Your objective - Count the lines in the items below that contain the word "mountain". Reply with that number only.

[Location identification entries]
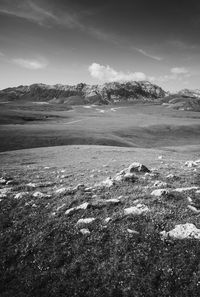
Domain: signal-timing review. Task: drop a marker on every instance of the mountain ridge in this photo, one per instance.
(84, 93)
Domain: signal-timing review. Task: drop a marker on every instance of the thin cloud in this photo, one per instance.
(43, 16)
(179, 70)
(176, 73)
(108, 74)
(29, 64)
(147, 54)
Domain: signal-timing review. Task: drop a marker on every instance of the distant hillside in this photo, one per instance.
(183, 100)
(83, 93)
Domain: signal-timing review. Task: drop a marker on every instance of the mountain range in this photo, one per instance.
(108, 93)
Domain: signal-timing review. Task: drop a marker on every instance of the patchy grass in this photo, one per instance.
(43, 252)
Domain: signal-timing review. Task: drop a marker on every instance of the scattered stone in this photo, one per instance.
(2, 181)
(4, 192)
(85, 221)
(137, 167)
(82, 206)
(107, 183)
(105, 202)
(85, 231)
(160, 192)
(160, 184)
(194, 209)
(180, 190)
(60, 207)
(40, 195)
(64, 190)
(10, 182)
(183, 231)
(132, 231)
(136, 210)
(171, 176)
(79, 187)
(107, 220)
(189, 199)
(31, 185)
(21, 195)
(129, 177)
(191, 164)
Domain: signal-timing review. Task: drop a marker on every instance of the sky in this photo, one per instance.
(93, 41)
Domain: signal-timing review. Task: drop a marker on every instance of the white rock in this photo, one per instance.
(85, 231)
(85, 221)
(137, 167)
(79, 187)
(136, 210)
(191, 164)
(112, 201)
(183, 231)
(107, 220)
(82, 206)
(180, 190)
(21, 195)
(132, 231)
(194, 209)
(171, 176)
(31, 185)
(160, 192)
(2, 181)
(108, 182)
(38, 194)
(63, 190)
(159, 184)
(70, 210)
(60, 207)
(189, 199)
(4, 192)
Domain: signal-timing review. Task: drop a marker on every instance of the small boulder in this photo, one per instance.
(4, 192)
(21, 195)
(180, 190)
(191, 164)
(108, 182)
(85, 231)
(130, 231)
(39, 195)
(3, 181)
(183, 231)
(85, 221)
(160, 184)
(137, 167)
(136, 210)
(160, 192)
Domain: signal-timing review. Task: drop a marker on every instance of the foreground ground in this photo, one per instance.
(138, 125)
(44, 252)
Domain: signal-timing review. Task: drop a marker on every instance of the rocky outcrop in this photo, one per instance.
(83, 93)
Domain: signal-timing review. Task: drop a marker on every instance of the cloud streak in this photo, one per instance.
(176, 73)
(29, 64)
(45, 16)
(108, 74)
(141, 51)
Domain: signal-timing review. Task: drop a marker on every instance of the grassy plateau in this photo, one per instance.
(53, 161)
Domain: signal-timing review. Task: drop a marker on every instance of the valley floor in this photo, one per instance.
(46, 252)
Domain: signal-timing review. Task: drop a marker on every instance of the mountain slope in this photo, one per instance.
(83, 93)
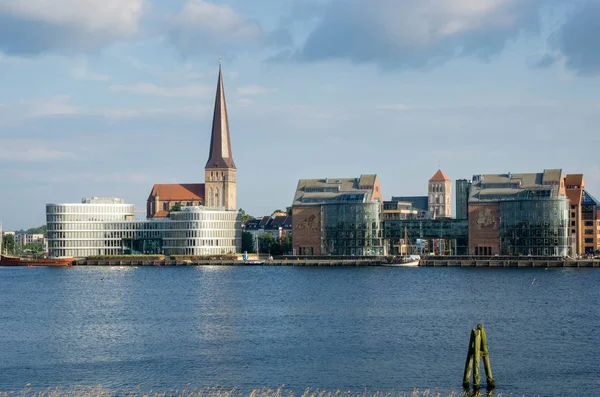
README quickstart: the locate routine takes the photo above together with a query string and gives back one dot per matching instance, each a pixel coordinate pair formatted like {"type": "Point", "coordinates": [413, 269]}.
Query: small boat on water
{"type": "Point", "coordinates": [32, 262]}
{"type": "Point", "coordinates": [404, 261]}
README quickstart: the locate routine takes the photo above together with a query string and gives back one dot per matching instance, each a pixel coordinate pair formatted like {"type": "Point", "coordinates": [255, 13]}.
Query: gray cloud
{"type": "Point", "coordinates": [203, 27]}
{"type": "Point", "coordinates": [417, 33]}
{"type": "Point", "coordinates": [29, 27]}
{"type": "Point", "coordinates": [577, 40]}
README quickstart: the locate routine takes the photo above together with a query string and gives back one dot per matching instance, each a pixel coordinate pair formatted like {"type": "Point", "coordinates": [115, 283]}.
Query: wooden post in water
{"type": "Point", "coordinates": [486, 358]}
{"type": "Point", "coordinates": [477, 350]}
{"type": "Point", "coordinates": [469, 362]}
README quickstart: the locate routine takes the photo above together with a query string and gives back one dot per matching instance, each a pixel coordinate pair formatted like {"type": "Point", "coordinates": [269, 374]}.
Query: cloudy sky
{"type": "Point", "coordinates": [107, 97]}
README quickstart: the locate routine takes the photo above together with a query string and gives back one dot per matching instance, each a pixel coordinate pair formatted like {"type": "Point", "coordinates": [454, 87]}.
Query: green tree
{"type": "Point", "coordinates": [33, 249]}
{"type": "Point", "coordinates": [245, 217]}
{"type": "Point", "coordinates": [248, 243]}
{"type": "Point", "coordinates": [266, 243]}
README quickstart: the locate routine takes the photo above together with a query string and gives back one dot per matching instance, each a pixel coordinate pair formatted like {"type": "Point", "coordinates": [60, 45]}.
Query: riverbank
{"type": "Point", "coordinates": [429, 261]}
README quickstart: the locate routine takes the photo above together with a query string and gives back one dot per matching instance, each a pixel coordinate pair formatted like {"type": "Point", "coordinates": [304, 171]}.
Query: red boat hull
{"type": "Point", "coordinates": [17, 261]}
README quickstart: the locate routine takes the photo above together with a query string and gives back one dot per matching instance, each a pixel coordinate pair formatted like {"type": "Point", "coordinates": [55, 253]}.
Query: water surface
{"type": "Point", "coordinates": [386, 329]}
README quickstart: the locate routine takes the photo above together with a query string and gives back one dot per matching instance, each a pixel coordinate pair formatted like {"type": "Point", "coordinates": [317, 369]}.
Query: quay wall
{"type": "Point", "coordinates": [431, 261]}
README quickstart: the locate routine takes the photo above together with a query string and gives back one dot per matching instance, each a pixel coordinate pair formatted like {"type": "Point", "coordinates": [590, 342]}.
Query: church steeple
{"type": "Point", "coordinates": [220, 172]}
{"type": "Point", "coordinates": [220, 155]}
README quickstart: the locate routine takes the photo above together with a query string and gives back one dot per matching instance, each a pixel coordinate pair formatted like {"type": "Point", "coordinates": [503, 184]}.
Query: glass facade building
{"type": "Point", "coordinates": [452, 233]}
{"type": "Point", "coordinates": [99, 227]}
{"type": "Point", "coordinates": [463, 187]}
{"type": "Point", "coordinates": [352, 229]}
{"type": "Point", "coordinates": [534, 227]}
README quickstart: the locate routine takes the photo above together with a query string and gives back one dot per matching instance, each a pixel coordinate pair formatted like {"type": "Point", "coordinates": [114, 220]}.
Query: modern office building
{"type": "Point", "coordinates": [441, 236]}
{"type": "Point", "coordinates": [106, 226]}
{"type": "Point", "coordinates": [519, 214]}
{"type": "Point", "coordinates": [463, 187]}
{"type": "Point", "coordinates": [338, 216]}
{"type": "Point", "coordinates": [440, 195]}
{"type": "Point", "coordinates": [207, 222]}
{"type": "Point", "coordinates": [590, 216]}
{"type": "Point", "coordinates": [420, 203]}
{"type": "Point", "coordinates": [574, 187]}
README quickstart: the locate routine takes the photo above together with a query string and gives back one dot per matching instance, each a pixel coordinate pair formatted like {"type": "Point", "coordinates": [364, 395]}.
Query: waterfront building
{"type": "Point", "coordinates": [420, 203]}
{"type": "Point", "coordinates": [442, 236]}
{"type": "Point", "coordinates": [440, 195]}
{"type": "Point", "coordinates": [276, 225]}
{"type": "Point", "coordinates": [338, 216]}
{"type": "Point", "coordinates": [396, 210]}
{"type": "Point", "coordinates": [590, 216]}
{"type": "Point", "coordinates": [463, 187]}
{"type": "Point", "coordinates": [574, 186]}
{"type": "Point", "coordinates": [106, 226]}
{"type": "Point", "coordinates": [219, 188]}
{"type": "Point", "coordinates": [519, 214]}
{"type": "Point", "coordinates": [204, 222]}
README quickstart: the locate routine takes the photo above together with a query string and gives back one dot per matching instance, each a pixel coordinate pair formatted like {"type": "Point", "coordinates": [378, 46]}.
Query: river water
{"type": "Point", "coordinates": [374, 328]}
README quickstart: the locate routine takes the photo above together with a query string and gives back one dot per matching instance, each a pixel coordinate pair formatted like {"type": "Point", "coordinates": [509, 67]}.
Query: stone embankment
{"type": "Point", "coordinates": [506, 261]}
{"type": "Point", "coordinates": [428, 261]}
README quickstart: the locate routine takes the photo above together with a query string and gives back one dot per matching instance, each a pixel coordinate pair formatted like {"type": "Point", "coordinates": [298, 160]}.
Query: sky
{"type": "Point", "coordinates": [107, 97]}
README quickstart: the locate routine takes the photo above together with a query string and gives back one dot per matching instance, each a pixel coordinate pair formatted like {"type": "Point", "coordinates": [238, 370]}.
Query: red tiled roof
{"type": "Point", "coordinates": [574, 180]}
{"type": "Point", "coordinates": [178, 192]}
{"type": "Point", "coordinates": [574, 196]}
{"type": "Point", "coordinates": [439, 177]}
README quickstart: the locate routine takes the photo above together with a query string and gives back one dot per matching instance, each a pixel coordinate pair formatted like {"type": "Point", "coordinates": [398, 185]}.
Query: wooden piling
{"type": "Point", "coordinates": [476, 359]}
{"type": "Point", "coordinates": [478, 350]}
{"type": "Point", "coordinates": [486, 358]}
{"type": "Point", "coordinates": [469, 362]}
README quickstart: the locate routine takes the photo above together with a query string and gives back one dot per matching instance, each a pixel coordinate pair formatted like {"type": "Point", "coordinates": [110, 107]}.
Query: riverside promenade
{"type": "Point", "coordinates": [427, 261]}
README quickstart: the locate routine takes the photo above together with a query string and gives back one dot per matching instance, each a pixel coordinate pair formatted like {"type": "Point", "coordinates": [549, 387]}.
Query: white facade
{"type": "Point", "coordinates": [99, 227]}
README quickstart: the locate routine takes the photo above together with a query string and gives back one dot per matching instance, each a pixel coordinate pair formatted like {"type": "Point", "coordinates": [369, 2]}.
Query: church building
{"type": "Point", "coordinates": [219, 189]}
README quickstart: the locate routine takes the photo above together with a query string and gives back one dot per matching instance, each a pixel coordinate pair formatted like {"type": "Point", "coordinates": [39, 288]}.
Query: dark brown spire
{"type": "Point", "coordinates": [220, 155]}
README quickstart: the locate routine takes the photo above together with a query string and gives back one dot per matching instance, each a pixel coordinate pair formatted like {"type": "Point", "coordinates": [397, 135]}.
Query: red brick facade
{"type": "Point", "coordinates": [307, 230]}
{"type": "Point", "coordinates": [484, 236]}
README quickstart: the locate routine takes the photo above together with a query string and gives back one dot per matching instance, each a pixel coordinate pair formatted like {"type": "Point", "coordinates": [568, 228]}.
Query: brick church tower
{"type": "Point", "coordinates": [220, 171]}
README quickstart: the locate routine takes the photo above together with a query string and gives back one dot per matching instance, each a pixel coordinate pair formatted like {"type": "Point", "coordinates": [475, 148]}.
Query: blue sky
{"type": "Point", "coordinates": [108, 97]}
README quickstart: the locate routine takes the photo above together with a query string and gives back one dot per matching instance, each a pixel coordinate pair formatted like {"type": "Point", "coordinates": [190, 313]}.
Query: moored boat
{"type": "Point", "coordinates": [405, 261]}
{"type": "Point", "coordinates": [18, 261]}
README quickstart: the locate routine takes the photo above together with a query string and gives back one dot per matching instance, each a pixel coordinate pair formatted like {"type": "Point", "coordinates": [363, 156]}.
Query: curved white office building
{"type": "Point", "coordinates": [106, 226]}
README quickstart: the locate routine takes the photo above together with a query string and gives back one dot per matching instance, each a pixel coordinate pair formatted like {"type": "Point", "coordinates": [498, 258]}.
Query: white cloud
{"type": "Point", "coordinates": [254, 90]}
{"type": "Point", "coordinates": [244, 102]}
{"type": "Point", "coordinates": [417, 33]}
{"type": "Point", "coordinates": [115, 16]}
{"type": "Point", "coordinates": [218, 20]}
{"type": "Point", "coordinates": [118, 114]}
{"type": "Point", "coordinates": [58, 105]}
{"type": "Point", "coordinates": [31, 151]}
{"type": "Point", "coordinates": [95, 177]}
{"type": "Point", "coordinates": [36, 26]}
{"type": "Point", "coordinates": [395, 106]}
{"type": "Point", "coordinates": [205, 27]}
{"type": "Point", "coordinates": [153, 89]}
{"type": "Point", "coordinates": [80, 71]}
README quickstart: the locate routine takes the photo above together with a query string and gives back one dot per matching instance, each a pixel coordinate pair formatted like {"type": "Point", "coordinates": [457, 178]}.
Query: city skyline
{"type": "Point", "coordinates": [109, 103]}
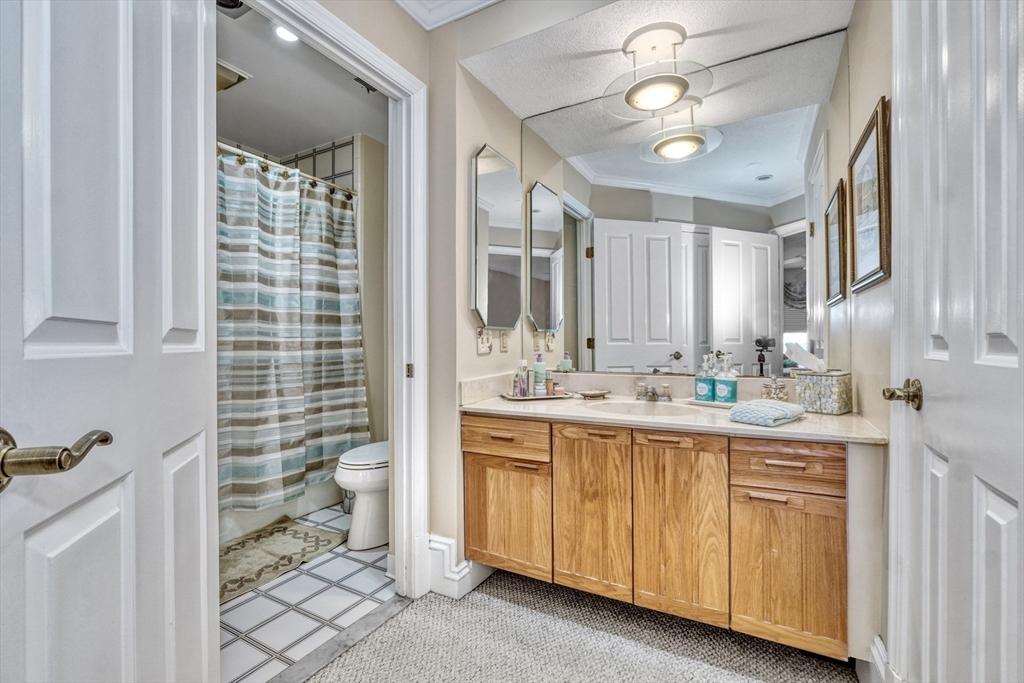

Task result - 3